→ The records:
▼▼▼

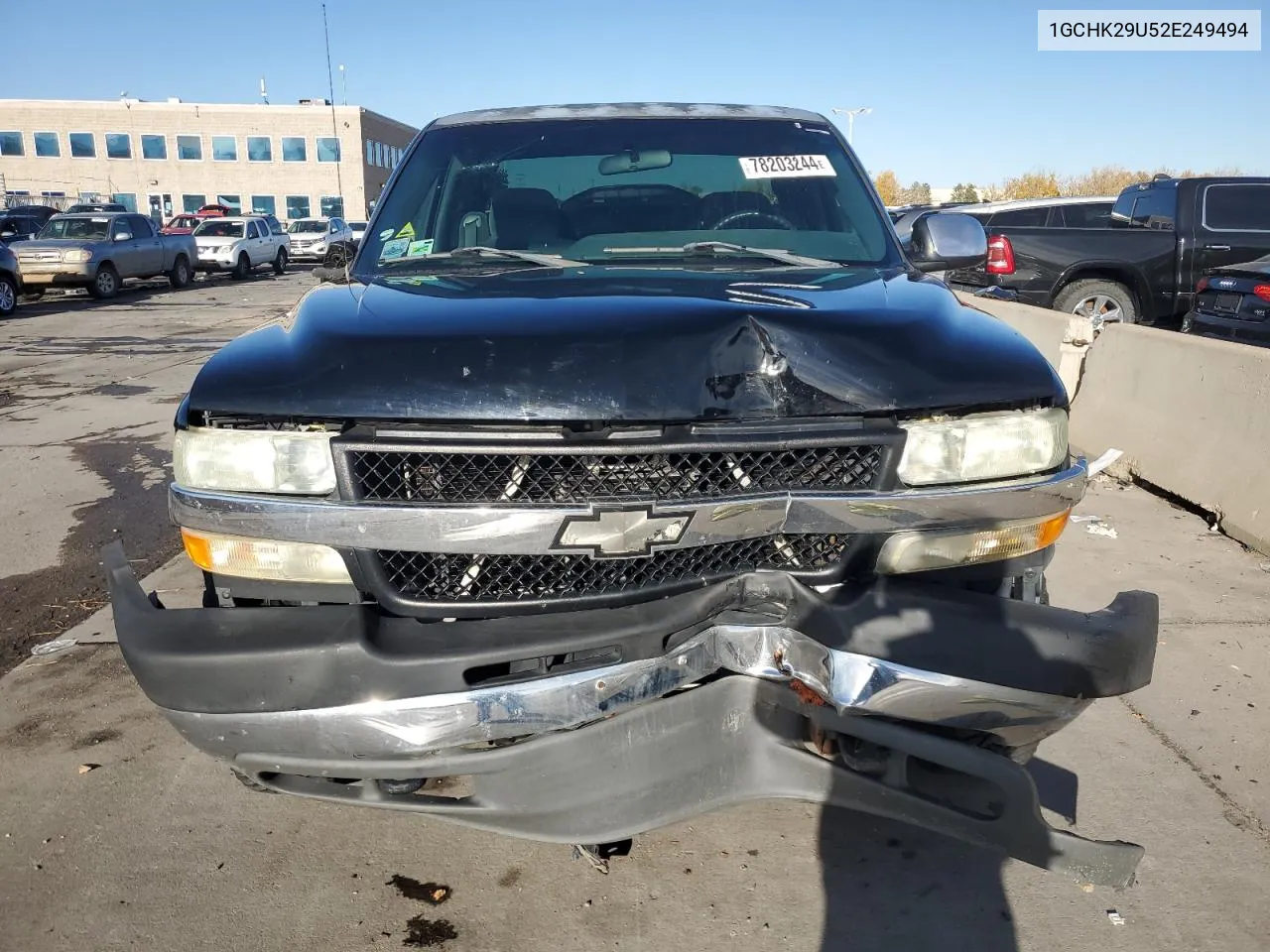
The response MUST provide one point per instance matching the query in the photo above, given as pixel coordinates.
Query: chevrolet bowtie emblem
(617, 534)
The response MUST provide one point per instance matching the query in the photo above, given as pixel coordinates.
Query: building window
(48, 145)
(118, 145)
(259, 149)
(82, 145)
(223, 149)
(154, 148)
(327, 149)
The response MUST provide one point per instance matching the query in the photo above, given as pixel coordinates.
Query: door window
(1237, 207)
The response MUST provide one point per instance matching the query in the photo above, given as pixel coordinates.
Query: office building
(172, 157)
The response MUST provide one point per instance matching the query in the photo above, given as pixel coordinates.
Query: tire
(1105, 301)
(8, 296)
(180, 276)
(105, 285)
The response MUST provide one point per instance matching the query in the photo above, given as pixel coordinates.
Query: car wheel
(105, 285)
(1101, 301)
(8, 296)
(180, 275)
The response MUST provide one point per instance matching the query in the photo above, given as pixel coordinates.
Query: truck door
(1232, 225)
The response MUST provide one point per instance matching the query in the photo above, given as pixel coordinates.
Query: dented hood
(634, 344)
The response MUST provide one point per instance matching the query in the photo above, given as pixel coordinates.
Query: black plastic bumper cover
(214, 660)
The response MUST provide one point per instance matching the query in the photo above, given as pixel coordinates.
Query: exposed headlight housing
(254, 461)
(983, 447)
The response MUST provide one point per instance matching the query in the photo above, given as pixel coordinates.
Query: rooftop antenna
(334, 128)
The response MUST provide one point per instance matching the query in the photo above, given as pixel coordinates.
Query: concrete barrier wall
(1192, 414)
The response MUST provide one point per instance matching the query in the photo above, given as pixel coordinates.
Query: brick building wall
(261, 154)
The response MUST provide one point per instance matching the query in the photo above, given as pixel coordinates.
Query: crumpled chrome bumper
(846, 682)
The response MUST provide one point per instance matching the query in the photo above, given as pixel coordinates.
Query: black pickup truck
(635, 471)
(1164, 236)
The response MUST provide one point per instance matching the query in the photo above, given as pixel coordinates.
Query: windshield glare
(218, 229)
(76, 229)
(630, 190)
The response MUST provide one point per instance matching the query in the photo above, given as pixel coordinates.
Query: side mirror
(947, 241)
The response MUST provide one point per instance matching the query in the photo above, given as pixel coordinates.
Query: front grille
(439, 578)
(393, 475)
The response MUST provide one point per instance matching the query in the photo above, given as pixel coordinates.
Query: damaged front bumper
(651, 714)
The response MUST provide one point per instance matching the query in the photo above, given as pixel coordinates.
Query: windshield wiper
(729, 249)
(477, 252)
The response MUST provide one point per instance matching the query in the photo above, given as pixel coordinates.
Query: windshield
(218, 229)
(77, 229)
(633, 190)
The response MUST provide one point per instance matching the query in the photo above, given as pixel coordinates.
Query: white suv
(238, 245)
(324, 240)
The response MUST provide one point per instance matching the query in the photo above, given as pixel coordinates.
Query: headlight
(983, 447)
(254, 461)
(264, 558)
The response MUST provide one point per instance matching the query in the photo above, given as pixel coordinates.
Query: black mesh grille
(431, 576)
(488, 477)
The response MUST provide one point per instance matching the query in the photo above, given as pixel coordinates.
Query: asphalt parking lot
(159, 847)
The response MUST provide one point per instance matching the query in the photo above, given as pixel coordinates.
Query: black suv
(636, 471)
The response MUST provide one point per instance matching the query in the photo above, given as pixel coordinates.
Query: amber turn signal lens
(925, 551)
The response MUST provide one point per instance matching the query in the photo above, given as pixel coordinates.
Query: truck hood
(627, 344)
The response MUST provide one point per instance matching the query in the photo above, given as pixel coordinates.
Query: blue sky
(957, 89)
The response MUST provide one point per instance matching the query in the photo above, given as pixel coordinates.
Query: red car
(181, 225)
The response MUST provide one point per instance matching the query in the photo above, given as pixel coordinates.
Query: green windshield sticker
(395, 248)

▲▲▲

Repeat the records in full, exactly as they appear, without the pictures.

→ Output below:
The response MUST provide one point per instance matching the query in the photo above, given as pixel coordinates.
Query: chevrolet bowtie emblem
(617, 534)
The response MUST provide one point per instance matching the query in the photo above, given as pixel coordinates.
Query: building window
(48, 145)
(118, 145)
(259, 149)
(82, 145)
(223, 149)
(154, 148)
(327, 149)
The response MUST provide one point per instance matching the query in the photo above, given as pixel coordinates.
Query: door window
(1237, 207)
The response MUST provide one point per instance matching the query in the photo above, given as pixel coordinates.
Query: office building
(172, 157)
The response MUST provide one point per instance matching the query in the photo above, given as pixel coordinates.
Query: tire
(1105, 301)
(8, 296)
(180, 276)
(105, 285)
The response MUST provide one point per instance matching the query in the photo above, given as pixel coordinates.
Query: car wheel
(105, 285)
(1101, 301)
(8, 296)
(180, 275)
The response MUST provide one point per instance matching the query in the photo above, given as pixel coordinates.
Query: truck door
(1232, 225)
The response MUST provide one point per instance matching the query in the photo above, given as pixel coordinates.
Query: dented hood
(634, 344)
The response MUST provide one point per instance matching the query in the photo above, given as pixel coordinates.
Query: black plastic bumper cover
(214, 660)
The response MUST provide one point per instance matching the query in the photo above, given as pixel coordinates.
Query: exposed headlight housing
(254, 461)
(983, 447)
The response MUST provide one point per instance matching the query in the photo above, given as pixel coordinates.
Query: rooftop antenna
(334, 128)
The response MUST provide one point per instance matching the query in the photo above, given as pixel coordinates.
Query: concrete barrier wall
(1192, 414)
The response MUST provide one point per instance matching the query in the photo above, given as pixel coordinates.
Query: brick building wall
(261, 154)
The response MUST provide one point per instance matching the query in the photo above, given as pixel coordinates.
Query: crumpled chrome bumper
(846, 682)
The response MUST provide one point per instance matching the query in the photo above, given as pixel coordinates.
Query: black pickup truck
(635, 471)
(1164, 236)
The response MUST provide one point per instance matching the query in the photo above, given as pixel coordinates.
Query: windshield glare
(218, 229)
(76, 229)
(630, 190)
The response MUST provide one point per instance matching the query in the photo above, given as pixel coordinates.
Query: side mirror
(947, 241)
The response MUST provide one point per instance matching the query in the photo above, given as pixel coordinates.
Query: front grille
(439, 578)
(393, 475)
The response MUST provide one point per instance matching the query in the photo above, given as pixel coordinates.
Query: damaged front bumper
(651, 714)
The response MUST provide one point per instance matching the query in the photo above, given as pixel coordinates.
Query: windshield wiper
(729, 249)
(477, 252)
The response MUST provide one point per instance matching the query in the photo above, given as pixel coordinates.
Query: windshield
(218, 229)
(77, 229)
(633, 190)
The response MUST provide one point per instance matching the query in the photo above, given as pixel coordinates.
Query: white suv
(238, 245)
(324, 240)
The response MUST provide one point per instance matching the query in the photo above, given as pixel coordinates.
Query: headlight
(983, 447)
(254, 461)
(264, 558)
The response MUST provide one point per instance matching the query in the photo above, given as pixel coordinates.
Query: black mesh grille
(431, 576)
(488, 477)
The response MUST provide one point per instance matching the query in the photo above, given as pixel coordinates.
Query: asphalt parking lot
(159, 847)
The response MUST provide one point per instance matching the query in the photo above, given as pixel coordinates.
Query: black suv
(636, 471)
The response MUST provide one point per instance matching the query in the photo above, given as pixel coordinates.
Query: amber turn signal lens
(925, 551)
The response MUST provide one point per instance matching the query in the photo above, given as pixel coordinates.
Query: truck hood
(627, 344)
The response MUST provide one point per instance matching the query in the photo above, given as pixel coordinates.
Query: blue sky
(957, 89)
The response MUST provide one point per instance matching the query in the photo above, given as pixel coordinates.
Query: red car
(181, 225)
The response MUST provide one point per instance matching the query in the photo above, given as pixel coordinates.
Query: green windshield sticker
(395, 248)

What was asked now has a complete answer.